▶ [WORK INSTRUCTION] Give an exact copy of the lines from the beginning of the listing below to the "point: the car tyre, center" line, inclusive.

▶ [THE INPUT]
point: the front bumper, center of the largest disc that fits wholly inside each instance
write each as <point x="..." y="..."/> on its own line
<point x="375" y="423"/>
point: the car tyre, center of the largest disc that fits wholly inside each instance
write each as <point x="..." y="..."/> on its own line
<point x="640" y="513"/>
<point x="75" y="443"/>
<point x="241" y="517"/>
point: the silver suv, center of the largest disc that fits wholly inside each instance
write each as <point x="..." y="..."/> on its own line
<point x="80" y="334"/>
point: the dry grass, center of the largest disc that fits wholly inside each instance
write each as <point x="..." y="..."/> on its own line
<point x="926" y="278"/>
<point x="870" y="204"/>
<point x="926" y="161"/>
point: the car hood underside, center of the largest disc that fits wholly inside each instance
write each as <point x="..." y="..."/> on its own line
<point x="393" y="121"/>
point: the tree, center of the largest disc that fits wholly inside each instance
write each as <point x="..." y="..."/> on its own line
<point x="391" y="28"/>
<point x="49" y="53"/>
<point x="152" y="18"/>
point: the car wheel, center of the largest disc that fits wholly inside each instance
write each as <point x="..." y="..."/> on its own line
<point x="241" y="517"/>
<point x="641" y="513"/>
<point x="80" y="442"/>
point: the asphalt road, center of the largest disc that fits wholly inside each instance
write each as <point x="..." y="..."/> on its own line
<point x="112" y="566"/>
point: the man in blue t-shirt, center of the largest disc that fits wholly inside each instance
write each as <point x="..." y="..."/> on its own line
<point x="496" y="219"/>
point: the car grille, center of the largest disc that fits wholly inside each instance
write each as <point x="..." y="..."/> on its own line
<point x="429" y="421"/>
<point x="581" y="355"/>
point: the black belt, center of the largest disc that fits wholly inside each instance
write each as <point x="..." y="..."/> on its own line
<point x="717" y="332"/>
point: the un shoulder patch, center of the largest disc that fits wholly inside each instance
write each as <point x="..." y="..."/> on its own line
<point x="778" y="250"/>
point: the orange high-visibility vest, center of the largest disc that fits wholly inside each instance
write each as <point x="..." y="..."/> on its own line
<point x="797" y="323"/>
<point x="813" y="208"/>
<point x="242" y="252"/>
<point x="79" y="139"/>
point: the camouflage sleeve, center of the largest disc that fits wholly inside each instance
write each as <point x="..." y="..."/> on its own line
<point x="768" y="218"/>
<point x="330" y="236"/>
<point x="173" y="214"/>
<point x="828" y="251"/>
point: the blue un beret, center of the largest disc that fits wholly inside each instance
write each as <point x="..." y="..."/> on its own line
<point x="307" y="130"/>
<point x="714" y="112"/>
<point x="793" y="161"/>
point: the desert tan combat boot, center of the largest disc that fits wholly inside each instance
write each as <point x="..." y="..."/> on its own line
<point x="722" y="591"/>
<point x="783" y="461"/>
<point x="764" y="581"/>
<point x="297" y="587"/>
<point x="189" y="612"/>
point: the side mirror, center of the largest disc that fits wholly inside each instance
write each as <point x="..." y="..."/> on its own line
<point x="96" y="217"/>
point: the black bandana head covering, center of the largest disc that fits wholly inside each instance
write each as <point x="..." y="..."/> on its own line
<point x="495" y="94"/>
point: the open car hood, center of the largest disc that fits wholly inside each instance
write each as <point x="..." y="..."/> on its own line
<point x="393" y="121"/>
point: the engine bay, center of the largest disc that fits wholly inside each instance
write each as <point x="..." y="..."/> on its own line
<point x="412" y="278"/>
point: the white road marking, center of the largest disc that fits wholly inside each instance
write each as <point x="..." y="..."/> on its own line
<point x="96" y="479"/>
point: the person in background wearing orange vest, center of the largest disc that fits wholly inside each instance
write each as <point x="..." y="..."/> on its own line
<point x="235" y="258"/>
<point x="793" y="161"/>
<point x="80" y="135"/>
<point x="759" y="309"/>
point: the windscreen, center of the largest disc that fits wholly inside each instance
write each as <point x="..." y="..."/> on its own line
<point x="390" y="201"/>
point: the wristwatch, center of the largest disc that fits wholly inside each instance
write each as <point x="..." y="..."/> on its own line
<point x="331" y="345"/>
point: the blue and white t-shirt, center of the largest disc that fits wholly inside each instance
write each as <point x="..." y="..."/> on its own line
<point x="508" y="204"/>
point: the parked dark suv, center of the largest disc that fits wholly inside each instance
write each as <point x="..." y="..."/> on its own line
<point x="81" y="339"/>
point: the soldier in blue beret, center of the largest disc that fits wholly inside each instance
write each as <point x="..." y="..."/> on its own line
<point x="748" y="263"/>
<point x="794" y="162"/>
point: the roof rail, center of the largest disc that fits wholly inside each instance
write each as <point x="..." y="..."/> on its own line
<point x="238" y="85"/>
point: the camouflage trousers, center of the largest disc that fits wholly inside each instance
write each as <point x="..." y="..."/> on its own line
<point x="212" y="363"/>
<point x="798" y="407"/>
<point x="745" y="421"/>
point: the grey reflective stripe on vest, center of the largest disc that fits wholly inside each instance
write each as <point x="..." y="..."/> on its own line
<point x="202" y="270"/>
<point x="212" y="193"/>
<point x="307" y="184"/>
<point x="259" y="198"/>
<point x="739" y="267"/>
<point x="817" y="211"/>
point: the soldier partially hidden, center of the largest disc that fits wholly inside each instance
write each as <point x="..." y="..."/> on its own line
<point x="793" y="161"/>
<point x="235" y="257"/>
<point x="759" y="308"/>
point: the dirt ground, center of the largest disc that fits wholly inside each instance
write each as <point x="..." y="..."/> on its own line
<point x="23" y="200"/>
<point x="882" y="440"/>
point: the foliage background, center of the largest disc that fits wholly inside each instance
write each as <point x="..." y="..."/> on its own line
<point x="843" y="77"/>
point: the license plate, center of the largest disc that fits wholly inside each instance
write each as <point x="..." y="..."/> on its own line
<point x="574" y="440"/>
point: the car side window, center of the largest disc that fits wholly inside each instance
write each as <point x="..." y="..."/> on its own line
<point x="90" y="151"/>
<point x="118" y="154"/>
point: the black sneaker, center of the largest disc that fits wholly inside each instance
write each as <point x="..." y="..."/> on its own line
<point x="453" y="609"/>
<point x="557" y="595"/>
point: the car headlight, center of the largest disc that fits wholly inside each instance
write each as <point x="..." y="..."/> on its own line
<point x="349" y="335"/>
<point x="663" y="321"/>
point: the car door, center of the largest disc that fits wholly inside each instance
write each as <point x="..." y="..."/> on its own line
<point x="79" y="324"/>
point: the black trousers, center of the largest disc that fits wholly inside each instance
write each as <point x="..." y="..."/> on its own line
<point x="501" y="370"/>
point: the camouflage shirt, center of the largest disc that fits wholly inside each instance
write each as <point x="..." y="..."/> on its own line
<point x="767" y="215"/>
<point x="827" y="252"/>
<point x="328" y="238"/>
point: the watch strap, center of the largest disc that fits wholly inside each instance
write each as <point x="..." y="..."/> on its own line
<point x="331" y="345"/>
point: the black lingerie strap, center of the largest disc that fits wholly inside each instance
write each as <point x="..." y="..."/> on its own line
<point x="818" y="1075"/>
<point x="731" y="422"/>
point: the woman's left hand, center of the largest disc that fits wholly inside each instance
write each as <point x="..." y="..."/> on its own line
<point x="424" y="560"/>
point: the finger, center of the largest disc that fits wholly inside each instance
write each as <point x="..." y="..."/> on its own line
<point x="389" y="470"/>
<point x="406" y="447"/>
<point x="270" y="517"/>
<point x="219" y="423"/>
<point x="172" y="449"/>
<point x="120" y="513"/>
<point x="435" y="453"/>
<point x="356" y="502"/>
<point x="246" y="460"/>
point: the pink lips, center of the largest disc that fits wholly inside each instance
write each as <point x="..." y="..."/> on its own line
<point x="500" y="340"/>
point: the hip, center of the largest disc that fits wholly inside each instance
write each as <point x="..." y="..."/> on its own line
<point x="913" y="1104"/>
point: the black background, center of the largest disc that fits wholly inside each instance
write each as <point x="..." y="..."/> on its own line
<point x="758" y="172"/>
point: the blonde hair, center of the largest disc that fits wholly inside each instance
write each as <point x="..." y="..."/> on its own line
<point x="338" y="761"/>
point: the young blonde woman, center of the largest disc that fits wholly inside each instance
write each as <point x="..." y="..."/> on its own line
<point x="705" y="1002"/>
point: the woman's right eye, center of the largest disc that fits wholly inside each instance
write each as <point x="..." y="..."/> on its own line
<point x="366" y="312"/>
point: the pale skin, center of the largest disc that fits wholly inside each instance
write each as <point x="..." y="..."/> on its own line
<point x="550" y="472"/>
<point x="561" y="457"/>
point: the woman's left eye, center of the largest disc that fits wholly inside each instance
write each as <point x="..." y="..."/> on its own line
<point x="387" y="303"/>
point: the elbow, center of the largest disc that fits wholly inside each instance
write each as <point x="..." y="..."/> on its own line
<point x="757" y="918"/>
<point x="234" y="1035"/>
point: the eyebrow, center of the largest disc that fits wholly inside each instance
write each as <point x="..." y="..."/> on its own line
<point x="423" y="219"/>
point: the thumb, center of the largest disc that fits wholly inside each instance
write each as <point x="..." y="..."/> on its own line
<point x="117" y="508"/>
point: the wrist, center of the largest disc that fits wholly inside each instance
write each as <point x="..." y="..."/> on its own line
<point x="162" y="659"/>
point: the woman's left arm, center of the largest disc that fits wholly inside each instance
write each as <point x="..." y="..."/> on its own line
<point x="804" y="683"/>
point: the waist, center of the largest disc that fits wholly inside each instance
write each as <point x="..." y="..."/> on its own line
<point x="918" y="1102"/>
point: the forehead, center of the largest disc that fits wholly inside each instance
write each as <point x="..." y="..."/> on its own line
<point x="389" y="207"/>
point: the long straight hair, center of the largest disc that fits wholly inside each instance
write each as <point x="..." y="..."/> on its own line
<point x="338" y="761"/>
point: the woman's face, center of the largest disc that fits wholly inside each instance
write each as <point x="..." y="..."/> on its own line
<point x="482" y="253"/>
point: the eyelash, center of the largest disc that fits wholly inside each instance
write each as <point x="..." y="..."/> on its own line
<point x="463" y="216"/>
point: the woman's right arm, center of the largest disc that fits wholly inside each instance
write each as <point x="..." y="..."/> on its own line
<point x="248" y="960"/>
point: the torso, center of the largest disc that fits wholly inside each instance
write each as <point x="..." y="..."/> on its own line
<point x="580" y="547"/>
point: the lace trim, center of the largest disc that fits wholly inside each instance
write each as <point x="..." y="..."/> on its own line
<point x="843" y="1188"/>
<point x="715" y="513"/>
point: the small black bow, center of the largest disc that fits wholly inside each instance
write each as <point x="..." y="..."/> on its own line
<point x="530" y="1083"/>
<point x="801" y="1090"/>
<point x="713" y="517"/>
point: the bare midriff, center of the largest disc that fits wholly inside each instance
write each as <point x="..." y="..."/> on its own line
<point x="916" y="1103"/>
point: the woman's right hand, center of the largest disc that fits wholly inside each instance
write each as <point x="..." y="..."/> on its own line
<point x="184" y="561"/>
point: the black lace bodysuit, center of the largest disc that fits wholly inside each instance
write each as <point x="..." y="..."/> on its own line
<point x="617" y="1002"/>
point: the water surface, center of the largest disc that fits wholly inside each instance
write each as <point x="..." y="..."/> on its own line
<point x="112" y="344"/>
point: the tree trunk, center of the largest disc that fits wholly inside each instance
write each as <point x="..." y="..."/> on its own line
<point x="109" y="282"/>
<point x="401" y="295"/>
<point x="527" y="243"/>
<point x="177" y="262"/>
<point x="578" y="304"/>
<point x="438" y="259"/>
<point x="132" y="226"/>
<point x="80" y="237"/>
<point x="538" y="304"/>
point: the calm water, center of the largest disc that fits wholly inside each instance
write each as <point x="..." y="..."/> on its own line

▶ [OUTPUT FOR THIS TASK]
point: the front bumper, center of the largest disc that fits wholly inside each instance
write each as <point x="..." y="..."/> on its own line
<point x="375" y="423"/>
point: the car tyre, center of the largest disc that fits wholly inside each instance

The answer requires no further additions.